Silent, reserved, inaccessible, Philip had none of the restless energy
or the geniality of Charles, and was as slow and undecided in action as
he was bigoted in his opinions and unscrupulous in his determination to
compass his ends. He found himself on his accession to power faced with
many difficulties, for the treasury was not merely empty, it was
burdened with debt. Through lack of means he was compelled to patch up
a temporary peace (February 5, 1556) with the French king at Vaucelles,
and to take steps to reorganise his finances.
One of Philip's first acts was the appointment of Emmanuel Philibert,
Duke of Savoy, to the post vacated by his aunt Mary; but it was a
position, as long as the king remained in the Netherlands, of small
responsibility. Early in 1556 he summoned the States-General to Brussels
and asked for a grant of 1,300,000 florins. The taxes proposed were
disapproved by the principal provinces and eventually refused. Philip
was very much annoyed, but was compelled to modify his proposals and
accept what was offered by the delegates. There was indeed from the very
outset no love lost between the new ruler and his Netherland subjects.
Philip had spent nearly all his life in Spain, where he had received
his education and early training, and he had grown up to manhood, in the
narrowest sense of the word, a Spaniard. He was as unfamiliar with the
laws, customs and privileges of the several provinces of his Netherland
dominions as he was with the language of their peoples. He spoke and
wrote only Castilian correctly, and during his four years' residence at
Brussels he remained coldly and haughtily aloof, a foreigner and alien
in a land where he never felt at home. Philip at the beginning of his
reign honestly endeavoured to follow in his father's steps and to carry
out his policy; but acts, which the great emperor with his conciliatory
address and Flemish sympathies could venture upon with impunity, became
suspect and questionable when attempted by the son. Philip made the
great mistake of taking into his private confidence only foreign
advisers, chief among whom was Anthony Perrenot de Granvelle, Bishop of
Arras, a Burgundian by birth, the son of Nicholas Perrenot, who for
thirty years had been the trusted counsellor of Charles V.
The opening of Philip's reign was marked by signal military successes.
War broke out afresh with France, after a brief truce, in 1557. The
French arms however sustained two crushing reverses at St Quentin,
August 10, 1557, and at Gravelines, July 13, 1558. Lamoral, Count of
Egmont, who commanded the cavalry, was the chief agent in winning these
victories. By the treaty of Cateau-Cambresis peace was concluded, in
which the French made many concessions, but were allowed to retain, at
the cost of Philip's ally, the town of Calais which had been captured
from the English by a surprise attack in 1558. By the death of Queen
Mary, which was said to have been hastened by the news of the loss of
Calais, Philip's relations with England were entirely changed, and one
of the reasons for a continuance of his residence in the Netherlands was
removed. Peace with France therefore was no sooner assured than Philip
determined to return to Spain, where his presence was required. He chose
his half-sister Margaret, Duchess of Parma, to be regent in place of the
Duke of Savoy. In July he summoned the Chapter of the Order of the
Golden Fleece--destined to be the last that was ever held--to Ghent in
order to announce his intended departure. A little later the
States-General were called together, also at Ghent, for a solemn
leave-taking. On August 26, Philip embarked at Flushing, and quitted the
Netherlands, never again to return.

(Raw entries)
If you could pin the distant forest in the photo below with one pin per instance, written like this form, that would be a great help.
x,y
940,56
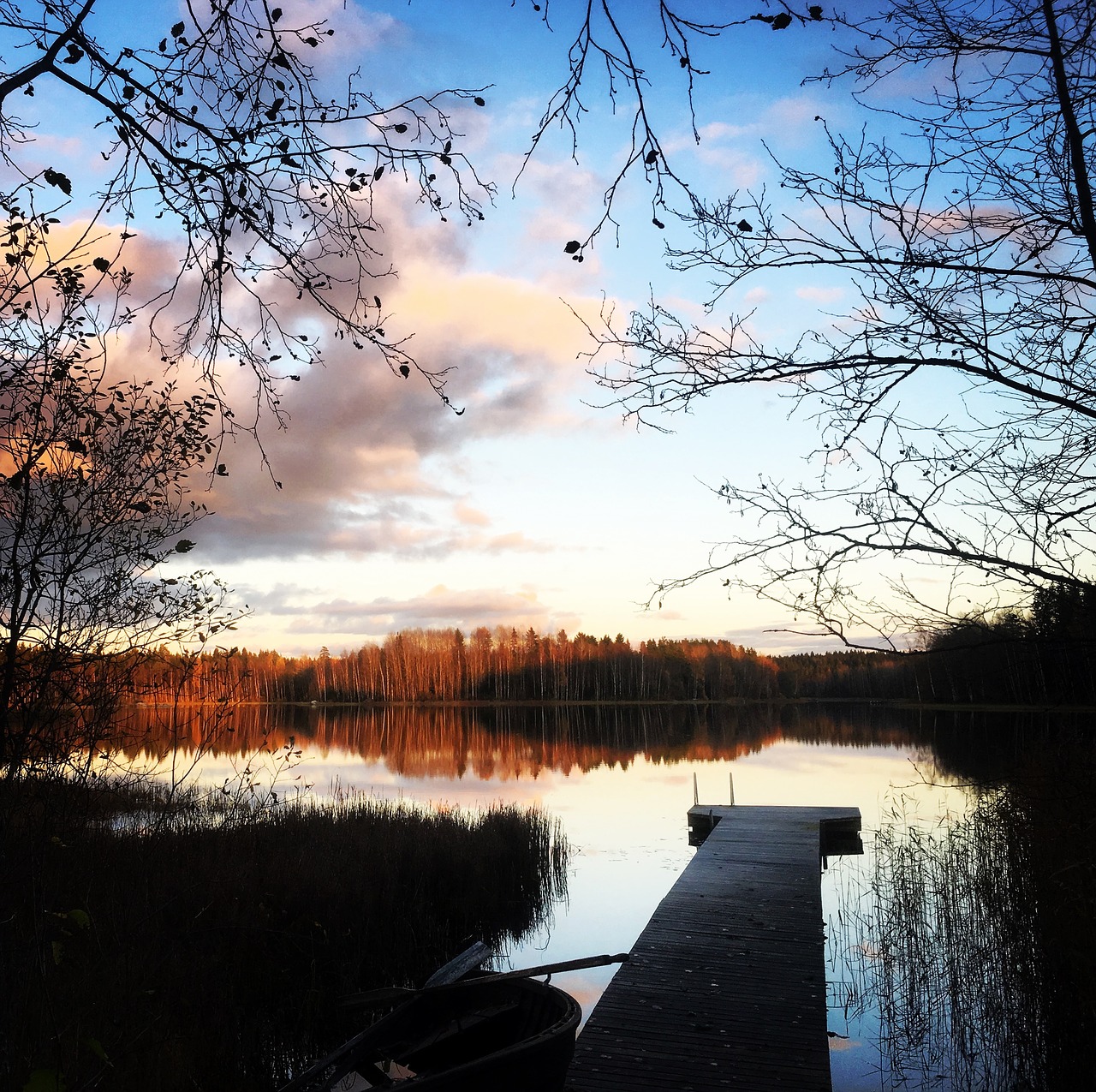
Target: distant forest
x,y
1041,657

> Goal A: Duplicate the stretch of the passage on Philip from "Silent, reserved, inaccessible, Philip" through "reorganise his finances.".
> Goal B: Give every date in the passage on Philip that includes a day, a month, and a year.

> Exercise result A:
Silent, reserved, inaccessible, Philip had none of the restless energy
or the geniality of Charles, and was as slow and undecided in action as
he was bigoted in his opinions and unscrupulous in his determination to
compass his ends. He found himself on his accession to power faced with
many difficulties, for the treasury was not merely empty, it was
burdened with debt. Through lack of means he was compelled to patch up
a temporary peace (February 5, 1556) with the French king at Vaucelles,
and to take steps to reorganise his finances.

> Exercise result B:
February 5, 1556
August 10, 1557
July 13, 1558